### What the exercise asks
Copy each of the lines below word for word, keeping every character unchanged.

· · · · ·

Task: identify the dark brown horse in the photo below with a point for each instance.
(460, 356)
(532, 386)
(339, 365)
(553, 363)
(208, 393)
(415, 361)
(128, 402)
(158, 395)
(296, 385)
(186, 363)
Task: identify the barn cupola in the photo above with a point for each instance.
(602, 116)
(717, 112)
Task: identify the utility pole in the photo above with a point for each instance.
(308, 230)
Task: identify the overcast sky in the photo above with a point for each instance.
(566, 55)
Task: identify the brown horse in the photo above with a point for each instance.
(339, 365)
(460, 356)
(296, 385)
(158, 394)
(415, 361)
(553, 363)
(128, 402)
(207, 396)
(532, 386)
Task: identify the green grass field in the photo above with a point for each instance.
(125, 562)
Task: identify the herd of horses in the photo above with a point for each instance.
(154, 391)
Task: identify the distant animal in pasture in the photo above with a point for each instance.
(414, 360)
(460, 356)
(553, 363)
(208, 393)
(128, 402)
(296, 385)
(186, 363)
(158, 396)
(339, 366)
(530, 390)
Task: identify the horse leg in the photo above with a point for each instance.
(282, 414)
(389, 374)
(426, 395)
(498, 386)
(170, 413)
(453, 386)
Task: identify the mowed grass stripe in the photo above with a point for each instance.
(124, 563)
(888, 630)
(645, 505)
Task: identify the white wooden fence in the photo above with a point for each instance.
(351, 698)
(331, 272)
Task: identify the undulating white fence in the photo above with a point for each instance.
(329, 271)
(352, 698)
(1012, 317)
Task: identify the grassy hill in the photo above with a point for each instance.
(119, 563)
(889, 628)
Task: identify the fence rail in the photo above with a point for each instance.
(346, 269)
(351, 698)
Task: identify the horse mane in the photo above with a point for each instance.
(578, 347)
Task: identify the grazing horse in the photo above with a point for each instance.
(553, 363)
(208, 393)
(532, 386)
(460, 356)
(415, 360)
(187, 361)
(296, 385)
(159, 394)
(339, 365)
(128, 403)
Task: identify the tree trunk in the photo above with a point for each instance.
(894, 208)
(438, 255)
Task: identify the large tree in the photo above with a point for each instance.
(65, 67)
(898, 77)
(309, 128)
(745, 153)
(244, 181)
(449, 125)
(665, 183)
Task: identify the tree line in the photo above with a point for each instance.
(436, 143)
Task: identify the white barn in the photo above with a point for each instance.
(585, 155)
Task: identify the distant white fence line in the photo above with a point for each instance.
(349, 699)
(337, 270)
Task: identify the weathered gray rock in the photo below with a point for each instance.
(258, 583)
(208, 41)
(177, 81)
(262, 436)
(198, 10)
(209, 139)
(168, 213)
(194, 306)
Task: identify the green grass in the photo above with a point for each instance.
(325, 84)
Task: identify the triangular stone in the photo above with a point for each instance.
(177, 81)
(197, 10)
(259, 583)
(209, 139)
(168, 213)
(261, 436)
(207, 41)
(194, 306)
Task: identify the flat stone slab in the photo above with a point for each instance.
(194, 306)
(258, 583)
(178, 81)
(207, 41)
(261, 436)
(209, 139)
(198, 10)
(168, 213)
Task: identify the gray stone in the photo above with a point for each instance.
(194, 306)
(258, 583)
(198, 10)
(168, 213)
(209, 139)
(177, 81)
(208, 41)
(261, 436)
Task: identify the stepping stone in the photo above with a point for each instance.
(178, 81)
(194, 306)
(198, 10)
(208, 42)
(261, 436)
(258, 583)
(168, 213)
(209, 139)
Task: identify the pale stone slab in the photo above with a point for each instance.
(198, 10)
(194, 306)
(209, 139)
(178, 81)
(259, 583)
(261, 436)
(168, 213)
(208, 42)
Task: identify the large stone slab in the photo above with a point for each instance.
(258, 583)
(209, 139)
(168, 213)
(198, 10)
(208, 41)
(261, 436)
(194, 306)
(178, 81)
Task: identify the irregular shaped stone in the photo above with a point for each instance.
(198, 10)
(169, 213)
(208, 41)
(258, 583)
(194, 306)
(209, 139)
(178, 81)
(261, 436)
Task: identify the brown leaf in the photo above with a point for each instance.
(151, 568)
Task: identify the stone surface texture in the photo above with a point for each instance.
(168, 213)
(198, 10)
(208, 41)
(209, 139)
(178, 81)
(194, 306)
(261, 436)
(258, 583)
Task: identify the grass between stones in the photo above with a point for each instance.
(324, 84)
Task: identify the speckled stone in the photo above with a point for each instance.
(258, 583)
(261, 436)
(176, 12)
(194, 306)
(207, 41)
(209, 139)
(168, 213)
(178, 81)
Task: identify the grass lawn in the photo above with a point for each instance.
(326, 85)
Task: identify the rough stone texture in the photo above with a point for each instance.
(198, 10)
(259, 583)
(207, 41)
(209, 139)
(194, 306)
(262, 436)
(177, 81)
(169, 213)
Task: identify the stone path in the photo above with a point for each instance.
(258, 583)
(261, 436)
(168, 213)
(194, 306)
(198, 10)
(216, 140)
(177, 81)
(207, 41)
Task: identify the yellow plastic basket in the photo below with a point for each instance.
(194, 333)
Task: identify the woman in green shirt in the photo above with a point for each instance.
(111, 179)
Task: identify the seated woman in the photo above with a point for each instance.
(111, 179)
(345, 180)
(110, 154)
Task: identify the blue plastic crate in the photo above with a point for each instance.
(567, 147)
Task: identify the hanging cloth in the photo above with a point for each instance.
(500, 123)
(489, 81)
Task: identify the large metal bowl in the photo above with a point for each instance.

· · · · ·

### Response for this exercise
Task: identify the dark brown horse in the photo below with a point for each instance.
(460, 356)
(532, 386)
(339, 365)
(553, 363)
(208, 393)
(415, 361)
(128, 402)
(158, 395)
(296, 385)
(186, 363)
Task: identify the barn cupola in the photo above with a point for each instance.
(602, 116)
(717, 112)
Task: identify the utility pole in the photo above with a point for each instance.
(308, 230)
Task: identify the overcast sky in the photo above with a point for each instance.
(566, 55)
Task: identify the brown horse in the photo above with a point for each instance.
(339, 365)
(460, 356)
(296, 385)
(158, 394)
(415, 361)
(553, 363)
(128, 402)
(207, 396)
(532, 386)
Task: identify the green grass field in the photo above with a point for each instance.
(125, 562)
Task: identify the herd of horses in the photo above with a point for each instance.
(154, 391)
Task: identify the distant animal in pasture in the photo above with a point for each instance.
(414, 360)
(460, 356)
(553, 363)
(208, 393)
(128, 402)
(296, 385)
(186, 363)
(158, 396)
(339, 366)
(530, 390)
Task: identify the horse leg in the photo above with a point for each instance.
(282, 414)
(389, 374)
(426, 395)
(498, 386)
(170, 413)
(453, 386)
Task: identify the mowed grass stripe in the photo above with a point for each instance.
(124, 563)
(888, 630)
(645, 505)
Task: identify the white wooden fence in the photo above with a point for each instance.
(351, 698)
(331, 272)
Task: identify the undulating white fence in the photo above with a point for each instance.
(329, 271)
(352, 698)
(1012, 317)
Task: identify the grassy hill in the photo above with a point for each instance.
(119, 563)
(889, 628)
Task: identify the fence rail in the photo above with a point for each instance.
(346, 269)
(351, 698)
Task: identify the horse mane in the photo above with a point for each instance.
(578, 347)
Task: identify the grazing horse in the photo above with a point for each instance.
(553, 363)
(208, 393)
(532, 386)
(460, 356)
(415, 360)
(187, 361)
(296, 385)
(159, 394)
(339, 365)
(128, 403)
Task: identify the tree trunk in the photo above with a point for each instance.
(894, 208)
(438, 255)
Task: identify the large tree in the photo above with a point for each instance.
(65, 67)
(898, 77)
(309, 128)
(745, 153)
(244, 181)
(449, 125)
(665, 183)
Task: identify the tree line in the photo above with a point for each instance.
(436, 143)
Task: identify the white barn in the photo above with a point for each instance.
(585, 155)
Task: identify the distant white fence line in the photo above with a point for each instance.
(349, 699)
(337, 270)
Task: identify the weathered gray rock in the photo below with a point for each instance.
(258, 583)
(208, 41)
(177, 81)
(262, 436)
(198, 10)
(209, 139)
(168, 213)
(194, 306)
Task: identify the green grass in the photo above with a point for each instance.
(325, 84)
Task: identify the triangular stone in the photo above with a point for each instance.
(177, 81)
(197, 10)
(259, 583)
(209, 139)
(168, 213)
(261, 436)
(207, 41)
(194, 306)
Task: identify the flat stone slab in the photo above with a point for each instance.
(194, 306)
(258, 583)
(178, 81)
(207, 41)
(261, 436)
(209, 139)
(198, 10)
(168, 213)
Task: identify the gray stone in the photo above with a point for each instance.
(194, 306)
(258, 583)
(198, 10)
(168, 213)
(209, 139)
(177, 81)
(208, 41)
(261, 436)
Task: identify the stepping stone in the photo above with a point for each instance.
(178, 81)
(194, 306)
(198, 10)
(208, 42)
(261, 436)
(258, 583)
(168, 213)
(209, 139)
Task: identify the pale stone slab in the photo above with a point for each instance.
(198, 10)
(194, 306)
(209, 139)
(178, 81)
(259, 583)
(261, 436)
(168, 213)
(208, 42)
Task: identify the large stone slab in the photo above with a point for each instance.
(258, 583)
(209, 139)
(168, 213)
(198, 10)
(208, 41)
(261, 436)
(194, 306)
(178, 81)
Task: identify the irregular shaped stone in the photo above with a point for each instance.
(198, 10)
(169, 213)
(208, 41)
(258, 583)
(194, 306)
(209, 139)
(178, 81)
(261, 436)
Task: identify the brown leaf in the photo above with a point for each instance.
(151, 568)
Task: identify the stone surface texture in the photo above with a point for each instance.
(168, 213)
(198, 10)
(208, 41)
(209, 139)
(178, 81)
(194, 306)
(261, 436)
(258, 583)
Task: identify the grass between stones in the photo above with a point for each instance.
(324, 84)
Task: identify the speckled stone in the photo above with a point for each instance.
(258, 583)
(261, 436)
(176, 12)
(194, 306)
(207, 41)
(209, 139)
(168, 213)
(178, 81)
Task: identify the grass lawn in the photo above with a point for each instance.
(326, 85)
Task: identify the rough stone texture in the photo above with a point for each instance.
(198, 10)
(259, 583)
(207, 41)
(209, 139)
(194, 306)
(262, 436)
(177, 81)
(169, 213)
Task: identify the stone path in the photo above with a point for each instance.
(258, 583)
(261, 436)
(168, 213)
(194, 306)
(198, 10)
(216, 140)
(177, 81)
(207, 41)
Task: identify the yellow plastic basket in the photo below with a point for each instance.
(194, 333)
Task: identify the woman in green shirt in the photo above with a point for each instance.
(111, 179)
Task: identify the seated woman in the photo above with a point for each instance.
(111, 179)
(345, 180)
(110, 154)
Task: identify the blue plastic crate in the photo above with a point for each instance.
(567, 147)
Task: identify the hanging cloth in the photo above with a point for each instance.
(500, 123)
(489, 81)
Task: identify the large metal bowl in the photo above with a point for each instance.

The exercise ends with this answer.